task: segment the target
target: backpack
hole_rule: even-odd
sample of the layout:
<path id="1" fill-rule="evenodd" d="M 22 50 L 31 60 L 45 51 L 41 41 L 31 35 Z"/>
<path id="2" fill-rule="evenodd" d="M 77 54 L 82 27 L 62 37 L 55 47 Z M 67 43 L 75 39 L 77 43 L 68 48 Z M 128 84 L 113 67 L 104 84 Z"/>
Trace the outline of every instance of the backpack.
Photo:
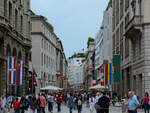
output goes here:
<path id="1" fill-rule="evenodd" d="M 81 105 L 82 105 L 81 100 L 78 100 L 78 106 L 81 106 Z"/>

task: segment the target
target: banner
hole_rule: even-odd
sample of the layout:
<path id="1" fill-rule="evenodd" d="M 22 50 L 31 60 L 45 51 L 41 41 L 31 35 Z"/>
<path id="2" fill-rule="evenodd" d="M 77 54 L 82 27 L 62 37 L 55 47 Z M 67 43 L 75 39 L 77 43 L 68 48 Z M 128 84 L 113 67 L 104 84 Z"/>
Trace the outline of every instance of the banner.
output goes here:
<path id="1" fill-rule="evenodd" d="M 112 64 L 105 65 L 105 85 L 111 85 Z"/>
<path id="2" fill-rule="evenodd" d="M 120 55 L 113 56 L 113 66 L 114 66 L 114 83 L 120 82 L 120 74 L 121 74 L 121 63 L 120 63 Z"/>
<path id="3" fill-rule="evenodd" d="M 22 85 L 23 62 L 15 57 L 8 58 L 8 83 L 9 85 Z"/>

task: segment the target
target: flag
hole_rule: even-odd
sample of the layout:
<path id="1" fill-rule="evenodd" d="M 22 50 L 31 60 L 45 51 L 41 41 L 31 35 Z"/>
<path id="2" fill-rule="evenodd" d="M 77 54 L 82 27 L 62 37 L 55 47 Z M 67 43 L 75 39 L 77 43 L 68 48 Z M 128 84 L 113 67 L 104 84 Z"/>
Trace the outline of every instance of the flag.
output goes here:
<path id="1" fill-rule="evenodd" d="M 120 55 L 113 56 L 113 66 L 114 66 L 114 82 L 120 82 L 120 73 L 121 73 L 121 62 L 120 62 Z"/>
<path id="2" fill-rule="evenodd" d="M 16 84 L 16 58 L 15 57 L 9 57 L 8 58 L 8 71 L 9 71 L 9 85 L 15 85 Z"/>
══════
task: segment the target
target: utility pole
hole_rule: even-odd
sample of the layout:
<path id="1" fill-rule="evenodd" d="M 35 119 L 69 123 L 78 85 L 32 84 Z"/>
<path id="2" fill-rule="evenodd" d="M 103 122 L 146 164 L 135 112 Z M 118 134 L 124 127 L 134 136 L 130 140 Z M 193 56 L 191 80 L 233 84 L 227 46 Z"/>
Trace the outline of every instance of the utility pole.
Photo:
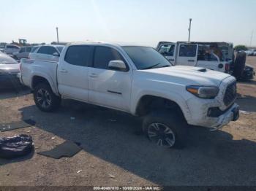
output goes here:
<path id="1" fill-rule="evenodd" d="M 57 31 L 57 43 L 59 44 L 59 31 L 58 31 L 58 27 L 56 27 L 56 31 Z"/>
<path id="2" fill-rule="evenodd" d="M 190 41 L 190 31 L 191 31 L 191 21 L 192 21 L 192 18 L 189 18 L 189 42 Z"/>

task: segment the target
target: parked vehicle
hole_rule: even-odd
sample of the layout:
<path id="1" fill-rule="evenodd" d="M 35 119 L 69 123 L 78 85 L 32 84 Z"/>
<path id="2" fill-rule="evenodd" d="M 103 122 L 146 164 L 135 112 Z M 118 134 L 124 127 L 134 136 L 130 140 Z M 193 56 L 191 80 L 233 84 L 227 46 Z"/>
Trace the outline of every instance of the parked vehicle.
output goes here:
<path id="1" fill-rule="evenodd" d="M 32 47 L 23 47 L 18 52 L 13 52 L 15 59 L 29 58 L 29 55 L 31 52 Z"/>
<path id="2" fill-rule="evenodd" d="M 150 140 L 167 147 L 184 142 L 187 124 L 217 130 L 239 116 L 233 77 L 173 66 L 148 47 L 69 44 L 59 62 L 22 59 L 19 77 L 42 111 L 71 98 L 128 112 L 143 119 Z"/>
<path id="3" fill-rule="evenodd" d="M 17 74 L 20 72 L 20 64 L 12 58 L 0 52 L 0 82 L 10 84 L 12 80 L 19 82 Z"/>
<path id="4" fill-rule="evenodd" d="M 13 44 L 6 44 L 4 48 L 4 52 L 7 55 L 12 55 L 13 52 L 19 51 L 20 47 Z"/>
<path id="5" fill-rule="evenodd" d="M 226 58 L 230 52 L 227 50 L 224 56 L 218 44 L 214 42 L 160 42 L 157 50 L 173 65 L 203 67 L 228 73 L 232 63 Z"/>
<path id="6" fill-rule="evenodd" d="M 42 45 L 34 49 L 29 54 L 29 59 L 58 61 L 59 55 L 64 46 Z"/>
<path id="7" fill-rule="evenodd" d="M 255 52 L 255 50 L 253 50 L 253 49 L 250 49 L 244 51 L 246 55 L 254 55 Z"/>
══════
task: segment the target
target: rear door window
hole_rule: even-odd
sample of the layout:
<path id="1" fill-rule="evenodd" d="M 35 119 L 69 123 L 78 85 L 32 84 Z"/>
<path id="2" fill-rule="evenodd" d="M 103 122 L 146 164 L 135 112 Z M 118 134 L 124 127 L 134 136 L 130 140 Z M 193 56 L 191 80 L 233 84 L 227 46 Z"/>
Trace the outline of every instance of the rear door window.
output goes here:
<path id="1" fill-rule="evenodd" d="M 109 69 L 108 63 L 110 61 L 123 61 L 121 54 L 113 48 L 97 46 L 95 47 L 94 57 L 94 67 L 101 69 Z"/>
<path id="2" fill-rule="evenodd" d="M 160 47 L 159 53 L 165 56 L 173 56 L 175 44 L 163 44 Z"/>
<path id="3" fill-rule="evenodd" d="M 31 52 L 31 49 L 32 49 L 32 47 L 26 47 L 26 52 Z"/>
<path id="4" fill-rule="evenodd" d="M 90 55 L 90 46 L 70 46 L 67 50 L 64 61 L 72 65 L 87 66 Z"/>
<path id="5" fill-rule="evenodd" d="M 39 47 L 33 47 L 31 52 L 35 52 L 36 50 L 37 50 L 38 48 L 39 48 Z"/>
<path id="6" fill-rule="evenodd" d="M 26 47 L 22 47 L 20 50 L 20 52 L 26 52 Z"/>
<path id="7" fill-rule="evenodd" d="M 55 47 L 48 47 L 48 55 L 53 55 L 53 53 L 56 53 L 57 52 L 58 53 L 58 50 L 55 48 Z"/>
══════
**WORK TO BE COMPLETED**.
List every line in the entries above that contains the string "door". Treat uppercase and lowercase as different.

**RESULT**.
target: rear door window
Trace the outline of every instance of the rear door window.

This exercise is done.